**MATERIAL FOR THIS EXERCISE**
--- Begin ---

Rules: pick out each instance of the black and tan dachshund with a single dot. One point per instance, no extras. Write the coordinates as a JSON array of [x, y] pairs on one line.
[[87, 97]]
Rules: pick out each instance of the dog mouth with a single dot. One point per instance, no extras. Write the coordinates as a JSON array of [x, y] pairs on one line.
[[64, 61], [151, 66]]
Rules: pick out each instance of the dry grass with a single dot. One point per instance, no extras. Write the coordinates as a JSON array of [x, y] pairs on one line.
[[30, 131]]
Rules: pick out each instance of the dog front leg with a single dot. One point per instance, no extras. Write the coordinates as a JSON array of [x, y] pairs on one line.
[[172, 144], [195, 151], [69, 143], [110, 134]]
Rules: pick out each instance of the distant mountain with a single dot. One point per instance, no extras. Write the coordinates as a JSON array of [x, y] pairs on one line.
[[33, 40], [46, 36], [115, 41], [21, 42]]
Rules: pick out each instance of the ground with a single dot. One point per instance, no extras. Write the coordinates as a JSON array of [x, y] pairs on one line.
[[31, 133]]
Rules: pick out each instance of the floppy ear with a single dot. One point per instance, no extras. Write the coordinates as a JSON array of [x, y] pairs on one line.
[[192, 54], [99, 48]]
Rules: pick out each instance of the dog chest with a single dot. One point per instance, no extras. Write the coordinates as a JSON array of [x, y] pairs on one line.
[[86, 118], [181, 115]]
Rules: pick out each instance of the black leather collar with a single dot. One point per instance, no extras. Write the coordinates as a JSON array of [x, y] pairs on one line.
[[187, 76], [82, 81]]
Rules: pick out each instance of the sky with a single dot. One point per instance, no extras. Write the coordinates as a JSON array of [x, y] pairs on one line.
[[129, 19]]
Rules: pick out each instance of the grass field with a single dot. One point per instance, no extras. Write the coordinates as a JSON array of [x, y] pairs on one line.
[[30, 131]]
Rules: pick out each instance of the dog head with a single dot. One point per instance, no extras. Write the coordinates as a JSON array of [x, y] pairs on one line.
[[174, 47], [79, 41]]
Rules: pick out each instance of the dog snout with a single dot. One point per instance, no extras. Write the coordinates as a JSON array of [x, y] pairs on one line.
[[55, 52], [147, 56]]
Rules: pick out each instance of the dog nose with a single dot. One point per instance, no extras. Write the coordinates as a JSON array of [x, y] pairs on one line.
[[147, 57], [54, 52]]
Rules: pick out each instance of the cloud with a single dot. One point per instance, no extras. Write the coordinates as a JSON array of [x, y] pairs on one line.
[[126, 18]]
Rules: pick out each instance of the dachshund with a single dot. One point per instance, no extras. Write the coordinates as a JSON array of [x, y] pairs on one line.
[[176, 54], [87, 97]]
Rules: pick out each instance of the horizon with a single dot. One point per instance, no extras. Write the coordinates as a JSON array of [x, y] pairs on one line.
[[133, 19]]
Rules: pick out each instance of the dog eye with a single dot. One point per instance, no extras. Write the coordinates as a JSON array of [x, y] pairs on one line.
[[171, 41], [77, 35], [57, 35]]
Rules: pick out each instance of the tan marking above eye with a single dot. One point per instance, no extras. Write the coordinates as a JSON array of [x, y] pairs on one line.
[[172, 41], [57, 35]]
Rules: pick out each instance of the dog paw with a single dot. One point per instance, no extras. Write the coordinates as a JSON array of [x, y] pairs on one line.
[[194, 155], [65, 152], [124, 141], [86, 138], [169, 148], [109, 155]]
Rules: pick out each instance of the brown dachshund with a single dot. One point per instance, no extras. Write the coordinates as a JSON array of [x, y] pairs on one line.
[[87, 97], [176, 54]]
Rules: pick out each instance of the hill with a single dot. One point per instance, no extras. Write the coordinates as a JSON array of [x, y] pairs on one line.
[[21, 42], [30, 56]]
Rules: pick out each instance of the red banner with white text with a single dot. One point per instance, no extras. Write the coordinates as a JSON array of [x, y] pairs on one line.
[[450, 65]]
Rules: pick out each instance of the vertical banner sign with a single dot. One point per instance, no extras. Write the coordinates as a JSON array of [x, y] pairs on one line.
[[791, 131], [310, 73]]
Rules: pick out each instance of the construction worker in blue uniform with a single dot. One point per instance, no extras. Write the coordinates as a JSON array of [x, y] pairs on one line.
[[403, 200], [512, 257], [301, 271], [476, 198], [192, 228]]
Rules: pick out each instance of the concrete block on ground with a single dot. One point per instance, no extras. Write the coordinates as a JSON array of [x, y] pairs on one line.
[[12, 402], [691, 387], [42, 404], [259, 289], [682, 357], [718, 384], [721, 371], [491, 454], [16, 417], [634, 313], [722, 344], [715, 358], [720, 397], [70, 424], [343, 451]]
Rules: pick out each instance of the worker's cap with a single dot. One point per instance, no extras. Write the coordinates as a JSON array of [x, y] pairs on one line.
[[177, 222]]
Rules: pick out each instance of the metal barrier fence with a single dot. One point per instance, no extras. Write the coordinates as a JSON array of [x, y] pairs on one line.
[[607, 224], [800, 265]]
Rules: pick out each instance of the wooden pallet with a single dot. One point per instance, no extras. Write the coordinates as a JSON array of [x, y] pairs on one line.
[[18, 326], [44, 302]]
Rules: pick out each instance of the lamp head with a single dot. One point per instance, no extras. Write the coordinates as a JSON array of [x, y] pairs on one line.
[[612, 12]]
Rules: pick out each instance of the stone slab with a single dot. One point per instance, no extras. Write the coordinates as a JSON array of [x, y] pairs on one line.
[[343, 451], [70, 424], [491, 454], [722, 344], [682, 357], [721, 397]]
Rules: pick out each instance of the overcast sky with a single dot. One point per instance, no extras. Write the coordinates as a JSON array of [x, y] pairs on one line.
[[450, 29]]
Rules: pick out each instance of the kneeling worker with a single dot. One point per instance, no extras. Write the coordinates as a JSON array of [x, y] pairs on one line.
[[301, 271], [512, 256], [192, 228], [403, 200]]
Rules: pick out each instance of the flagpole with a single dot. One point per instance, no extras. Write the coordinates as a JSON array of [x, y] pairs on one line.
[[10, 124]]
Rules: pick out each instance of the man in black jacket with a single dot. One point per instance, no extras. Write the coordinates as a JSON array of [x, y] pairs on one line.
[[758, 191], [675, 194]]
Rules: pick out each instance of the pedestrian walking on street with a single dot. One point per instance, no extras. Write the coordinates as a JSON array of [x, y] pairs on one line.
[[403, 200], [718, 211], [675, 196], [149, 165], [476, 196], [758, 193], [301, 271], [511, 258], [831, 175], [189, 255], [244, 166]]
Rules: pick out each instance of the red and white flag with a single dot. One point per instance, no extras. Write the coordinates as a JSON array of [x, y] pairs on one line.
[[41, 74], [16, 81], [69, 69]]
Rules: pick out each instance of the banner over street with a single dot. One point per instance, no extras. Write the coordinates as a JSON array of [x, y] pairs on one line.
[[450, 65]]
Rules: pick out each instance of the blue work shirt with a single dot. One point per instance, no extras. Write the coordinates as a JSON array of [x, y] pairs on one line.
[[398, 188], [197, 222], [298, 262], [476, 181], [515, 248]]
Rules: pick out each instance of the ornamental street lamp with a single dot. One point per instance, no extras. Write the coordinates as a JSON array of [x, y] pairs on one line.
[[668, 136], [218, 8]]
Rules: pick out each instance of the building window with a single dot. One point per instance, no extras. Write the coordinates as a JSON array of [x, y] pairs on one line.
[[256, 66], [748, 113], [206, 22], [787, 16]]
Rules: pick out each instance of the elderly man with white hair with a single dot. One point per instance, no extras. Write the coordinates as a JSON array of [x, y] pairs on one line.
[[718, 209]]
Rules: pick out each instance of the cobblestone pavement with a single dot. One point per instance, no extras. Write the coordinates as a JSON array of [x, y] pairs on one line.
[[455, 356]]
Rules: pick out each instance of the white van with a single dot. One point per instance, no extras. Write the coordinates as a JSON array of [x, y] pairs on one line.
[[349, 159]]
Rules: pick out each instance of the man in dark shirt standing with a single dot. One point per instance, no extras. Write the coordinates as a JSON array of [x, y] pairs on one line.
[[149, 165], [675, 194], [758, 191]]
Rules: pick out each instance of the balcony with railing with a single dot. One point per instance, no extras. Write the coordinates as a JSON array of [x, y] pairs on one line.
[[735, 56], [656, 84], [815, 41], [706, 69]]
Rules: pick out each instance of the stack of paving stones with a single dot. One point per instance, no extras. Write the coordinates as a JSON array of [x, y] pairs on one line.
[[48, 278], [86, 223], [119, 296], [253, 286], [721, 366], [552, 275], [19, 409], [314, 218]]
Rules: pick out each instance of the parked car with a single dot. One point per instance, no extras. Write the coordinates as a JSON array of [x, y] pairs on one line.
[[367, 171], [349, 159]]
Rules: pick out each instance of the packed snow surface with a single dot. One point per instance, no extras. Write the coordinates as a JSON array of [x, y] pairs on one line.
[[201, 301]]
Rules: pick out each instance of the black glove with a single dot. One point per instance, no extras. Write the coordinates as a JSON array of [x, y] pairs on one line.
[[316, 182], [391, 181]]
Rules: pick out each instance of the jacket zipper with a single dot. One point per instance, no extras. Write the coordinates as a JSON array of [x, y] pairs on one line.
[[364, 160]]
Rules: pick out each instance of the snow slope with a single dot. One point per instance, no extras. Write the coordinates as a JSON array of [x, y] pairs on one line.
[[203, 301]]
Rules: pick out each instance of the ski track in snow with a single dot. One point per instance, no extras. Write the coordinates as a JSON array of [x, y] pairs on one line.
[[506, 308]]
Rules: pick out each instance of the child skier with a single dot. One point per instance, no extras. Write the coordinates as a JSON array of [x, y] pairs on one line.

--- End ---

**PROBLEM DESCRIPTION**
Reproduce the records from the line with "Rules: pick out each instance of the horizon" up to and including the line with "[[172, 41], [57, 35]]", renaming "tan marking" to "tan patch" and leaving everything else unchanged. Give only those lines.

**ANSWER TO THIS PROBLEM**
Rules: pick out each instance of the horizon with a single dot. One point per instance, no extras. Write the coordinates as a JSON array of [x, y] pairs on one line.
[[133, 19]]
Rules: pick out each instance of the dog eye with a single dot. One point per instance, no extras. Write the coordinates as a JSON array of [x, y] pairs on one line.
[[171, 41], [77, 35], [57, 35]]
Rules: pick out each instance of the tan patch above eye with a single dot. One point per instance, no extras. Write the coordinates as a JSON array of [x, y] pairs on one line.
[[172, 41], [57, 35]]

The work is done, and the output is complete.